> FRAGMENTO MOSTRADO:

● ● ● ● ● ● ●

Pablo Sierra del Sol La herencia de los padres empieza a repartirse cuando los hijos nacen. Primero se hereda lo tangible: el tamaño de las orejas, la forma de la nariz, los rizos del cabello o los lunares de la espalda y, después, lo intangible: el tono de la voz, los gestos inconscientes de las manos, el tic nervioso en un ojo y hasta los andares. Entre las cosas que no se tocan pero pesan, no hay herencia familiar más común que la del nombre. En España bautizar al primogénito con el nombre del padre o de la madre era casi una obligación. La costumbre estaba tan arraigada que, a día de hoy, sigue manteniéndose la tradición en muchas familias pese a que haya cada vez más bebés en el mundo con nombres ajenos al santoral. Los protagonistas de esta historia, donde el fútbol y las relaciones familiares se entretejen, mantienen ese vínculo onomástico. Alejo Rodríguez se llama Alejo Rodríguez porque su padre se llama Alejo Rodríguez. Entre diez hermanos, el nombre del padre le podría haber tocado a otro, seguramente alguno de los mayores, pero le cayó a él, que es el sexto y el tercer varón. Y eso marca. Hasta el punto de que Alejo Rodríguez se ha pasado media vida entrenando equipos de chavales de fútbol sala porque de niño le crió otro Alejo Rodríguez, el mismo hombre que cuidó durante más de una década del césped de un terreno de juego.

● ● ● ● ● ● ●

(Filas del conjunto de datos de señalamiento de objetos)
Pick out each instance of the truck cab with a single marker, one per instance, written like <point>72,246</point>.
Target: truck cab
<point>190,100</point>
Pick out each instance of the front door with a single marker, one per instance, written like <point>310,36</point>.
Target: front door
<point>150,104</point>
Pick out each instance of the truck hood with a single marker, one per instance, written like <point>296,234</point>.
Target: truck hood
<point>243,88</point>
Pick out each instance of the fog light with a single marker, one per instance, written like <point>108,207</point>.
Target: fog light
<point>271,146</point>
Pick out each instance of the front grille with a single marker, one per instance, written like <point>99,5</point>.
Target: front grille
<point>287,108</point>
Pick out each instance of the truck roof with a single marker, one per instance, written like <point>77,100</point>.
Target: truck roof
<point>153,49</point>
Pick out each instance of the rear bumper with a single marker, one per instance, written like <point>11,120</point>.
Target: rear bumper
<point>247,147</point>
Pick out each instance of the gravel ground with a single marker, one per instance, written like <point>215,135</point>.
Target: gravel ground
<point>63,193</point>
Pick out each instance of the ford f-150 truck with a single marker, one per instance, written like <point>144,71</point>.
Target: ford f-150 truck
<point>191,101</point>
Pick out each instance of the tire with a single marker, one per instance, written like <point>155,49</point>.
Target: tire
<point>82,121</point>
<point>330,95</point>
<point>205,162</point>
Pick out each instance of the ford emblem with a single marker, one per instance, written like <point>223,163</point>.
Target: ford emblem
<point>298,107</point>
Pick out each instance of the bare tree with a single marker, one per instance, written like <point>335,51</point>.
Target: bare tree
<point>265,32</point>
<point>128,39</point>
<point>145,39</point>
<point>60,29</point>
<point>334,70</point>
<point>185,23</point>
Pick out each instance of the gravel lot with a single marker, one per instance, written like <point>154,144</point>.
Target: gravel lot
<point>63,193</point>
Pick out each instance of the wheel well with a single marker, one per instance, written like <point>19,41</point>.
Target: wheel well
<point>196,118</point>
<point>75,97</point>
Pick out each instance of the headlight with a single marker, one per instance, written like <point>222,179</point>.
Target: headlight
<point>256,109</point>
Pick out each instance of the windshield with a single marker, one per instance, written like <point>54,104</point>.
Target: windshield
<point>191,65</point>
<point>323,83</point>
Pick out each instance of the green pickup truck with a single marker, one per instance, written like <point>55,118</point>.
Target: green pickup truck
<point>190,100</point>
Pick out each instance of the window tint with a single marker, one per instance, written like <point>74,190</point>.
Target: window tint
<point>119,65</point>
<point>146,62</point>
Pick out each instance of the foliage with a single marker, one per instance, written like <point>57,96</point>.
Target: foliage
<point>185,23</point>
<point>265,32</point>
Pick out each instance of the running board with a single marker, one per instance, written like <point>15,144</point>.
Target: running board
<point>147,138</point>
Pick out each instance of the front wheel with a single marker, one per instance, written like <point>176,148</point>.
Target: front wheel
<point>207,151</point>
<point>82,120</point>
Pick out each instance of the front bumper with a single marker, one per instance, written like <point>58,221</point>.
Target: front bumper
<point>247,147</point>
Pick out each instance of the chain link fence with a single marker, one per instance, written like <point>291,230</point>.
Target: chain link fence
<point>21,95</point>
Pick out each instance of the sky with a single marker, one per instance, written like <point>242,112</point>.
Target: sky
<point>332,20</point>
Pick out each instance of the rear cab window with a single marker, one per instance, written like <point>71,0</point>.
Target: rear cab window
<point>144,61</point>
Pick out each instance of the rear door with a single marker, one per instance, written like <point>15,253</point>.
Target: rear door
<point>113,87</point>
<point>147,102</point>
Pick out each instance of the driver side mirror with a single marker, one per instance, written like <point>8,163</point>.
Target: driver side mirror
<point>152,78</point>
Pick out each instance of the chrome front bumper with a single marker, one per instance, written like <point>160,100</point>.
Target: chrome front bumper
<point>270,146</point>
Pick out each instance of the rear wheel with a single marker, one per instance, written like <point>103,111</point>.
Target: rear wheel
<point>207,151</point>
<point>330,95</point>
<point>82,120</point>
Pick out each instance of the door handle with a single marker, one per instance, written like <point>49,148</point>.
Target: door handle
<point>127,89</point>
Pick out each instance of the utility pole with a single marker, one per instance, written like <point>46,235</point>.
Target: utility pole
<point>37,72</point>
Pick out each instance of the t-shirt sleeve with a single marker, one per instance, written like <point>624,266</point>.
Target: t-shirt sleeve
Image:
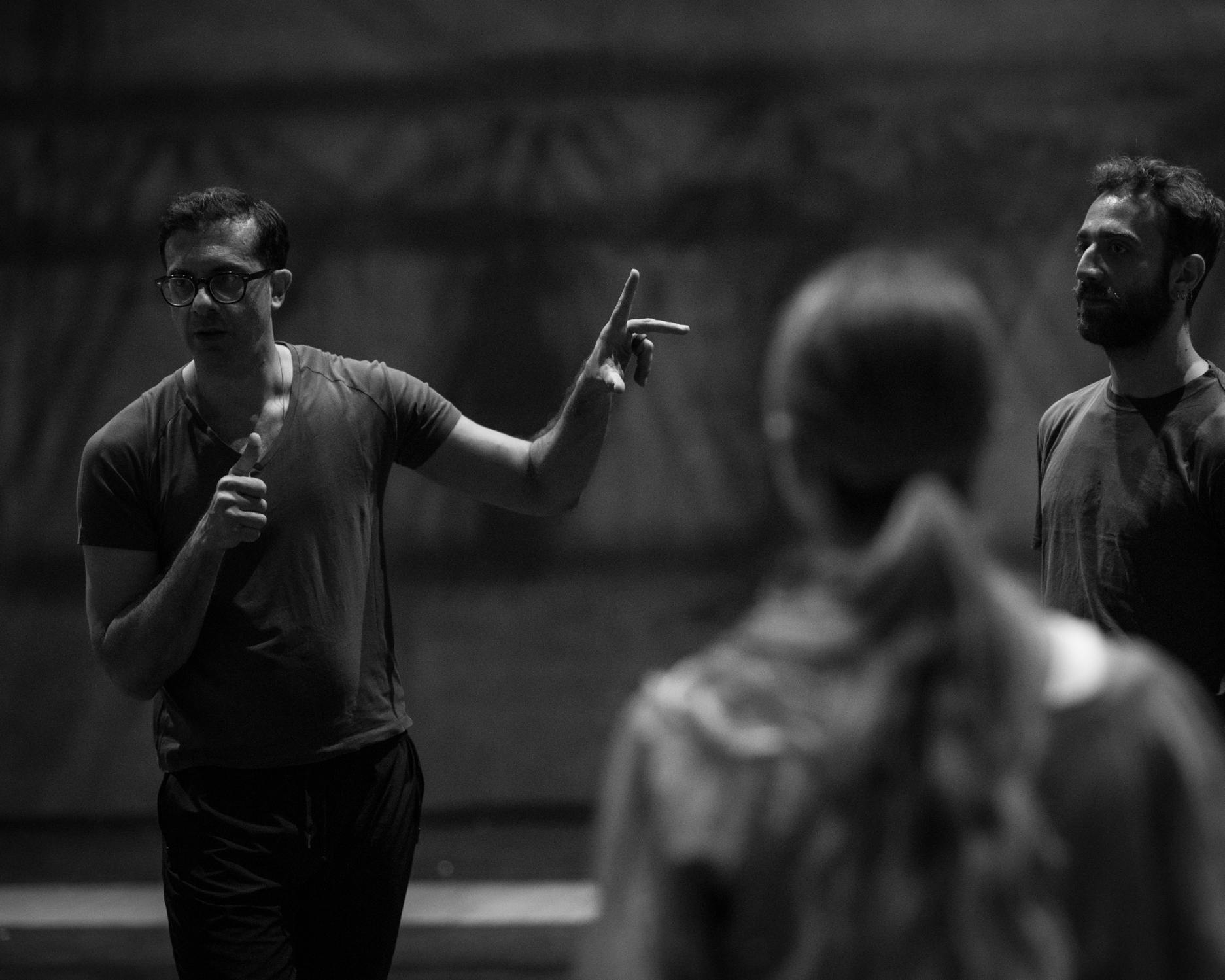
<point>424,418</point>
<point>113,509</point>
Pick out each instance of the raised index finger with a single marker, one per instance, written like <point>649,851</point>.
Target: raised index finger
<point>627,299</point>
<point>649,325</point>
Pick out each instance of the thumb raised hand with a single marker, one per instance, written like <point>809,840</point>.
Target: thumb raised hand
<point>249,457</point>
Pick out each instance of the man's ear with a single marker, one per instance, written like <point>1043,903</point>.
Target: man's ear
<point>1186,273</point>
<point>281,281</point>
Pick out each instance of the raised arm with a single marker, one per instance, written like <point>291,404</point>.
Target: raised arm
<point>144,627</point>
<point>548,473</point>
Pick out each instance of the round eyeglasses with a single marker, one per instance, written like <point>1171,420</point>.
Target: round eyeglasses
<point>224,287</point>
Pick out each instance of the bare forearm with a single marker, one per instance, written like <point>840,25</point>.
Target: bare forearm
<point>564,455</point>
<point>154,637</point>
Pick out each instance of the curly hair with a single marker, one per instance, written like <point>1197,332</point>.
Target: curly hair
<point>199,210</point>
<point>1195,216</point>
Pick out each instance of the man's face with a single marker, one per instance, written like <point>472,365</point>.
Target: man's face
<point>216,330</point>
<point>1122,273</point>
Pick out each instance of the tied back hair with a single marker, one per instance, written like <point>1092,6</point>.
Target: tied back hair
<point>929,854</point>
<point>926,854</point>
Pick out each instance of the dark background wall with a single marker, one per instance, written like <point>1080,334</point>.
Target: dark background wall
<point>467,186</point>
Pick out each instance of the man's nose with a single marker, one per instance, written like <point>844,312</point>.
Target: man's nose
<point>1087,268</point>
<point>202,293</point>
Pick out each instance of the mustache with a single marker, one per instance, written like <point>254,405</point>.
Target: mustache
<point>1083,290</point>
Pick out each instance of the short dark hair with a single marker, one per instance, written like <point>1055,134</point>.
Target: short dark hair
<point>1195,216</point>
<point>216,205</point>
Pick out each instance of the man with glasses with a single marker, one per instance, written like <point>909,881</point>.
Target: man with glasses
<point>234,571</point>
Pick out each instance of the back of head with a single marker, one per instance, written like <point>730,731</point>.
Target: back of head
<point>1195,216</point>
<point>882,368</point>
<point>927,854</point>
<point>190,212</point>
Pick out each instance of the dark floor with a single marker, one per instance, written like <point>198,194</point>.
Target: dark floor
<point>537,845</point>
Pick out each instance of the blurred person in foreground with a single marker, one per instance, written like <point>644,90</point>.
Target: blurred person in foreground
<point>232,528</point>
<point>898,765</point>
<point>1131,517</point>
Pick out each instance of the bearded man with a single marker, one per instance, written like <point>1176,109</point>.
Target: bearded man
<point>1131,514</point>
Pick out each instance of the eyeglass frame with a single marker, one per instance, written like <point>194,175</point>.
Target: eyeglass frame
<point>207,282</point>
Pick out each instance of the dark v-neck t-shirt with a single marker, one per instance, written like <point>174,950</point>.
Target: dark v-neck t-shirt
<point>1131,517</point>
<point>296,658</point>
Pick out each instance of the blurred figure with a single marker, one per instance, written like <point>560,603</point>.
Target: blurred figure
<point>898,766</point>
<point>231,521</point>
<point>1131,516</point>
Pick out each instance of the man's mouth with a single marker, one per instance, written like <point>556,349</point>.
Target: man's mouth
<point>1096,296</point>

● ● ● ● ● ● ●

> QUÉ SE PIDE:
A. Indica si cada afirmación concuerda con el fragmento sobre la herencia del nombre. Responde sí o no y cita las palabras del fragmento que lo deciden. (i) Alejo Rodríguez es el sexto de diez hermanos. (ii) En España la tradición de poner al primogénito el nombre del padre o de la madre ya no se mantiene en ninguna familia. (iii) El hombre que crió a Alejo Rodríguez cuidó del césped de un terreno de juego durante más de una década.
B. Escribe la continuación del fragmento sobre la herencia del nombre y el fútbol, empezando justo después de su última oración.

> RESPUESTAS:
A.
(i) Sí: «Entre diez hermanos» y «que es el sexto y el tercer varón».
(ii) No: «sigue manteniéndose la tradición en muchas familias».
(iii) Sí: «el mismo hombre que cuidó durante más de una década del césped de un terreno de juego».

B.
Muchos hijos somos, de una forma u otra, biógrafos orales de nuestros padres. Alejo, el joven, es el depositario de las vivencias de Alejo, el viejo. Al hijo le encanta hablar de su padre y se lo toma muy en serio. Custodia las historias de su progenitor con el convencimiento de que son otra herencia recibida en vida, un regalo que no se puede tocar pero sí se puede sentir y al que hay que sacarle brillo. El Alejo Rodríguez de cuarenta y nueve años puede pasarse horas enteras explicando la vida del Alejo Rodríguez de ochenta y tres. Con devoción. Quizás por ser el mediano de una familia tan numerosa (su hermana mayor tiene sesenta y cuatro años; el pequeño, cuarenta) y tener el pasado y el futuro de la prole a distancias parecidas; quizás por su carácter extrovertido, curioso, preguntón, dicharachero; quizás por su buena memoria, que le permite retener anécdotas, datos, fechas y personajes de las historias que él mismo vivió en su niñez y adolescencia, Alejo, el hijo, se ha convertido en una fuente de información inagotable para comprender cómo se vivió la pasión por la pelota en la Ibiza de las décadas de los sesenta, setenta y ochenta. Una pasión, a día de hoy difuminada y añorada, una pasión que tuvo a Alejo, el padre, como silencioso protagonista.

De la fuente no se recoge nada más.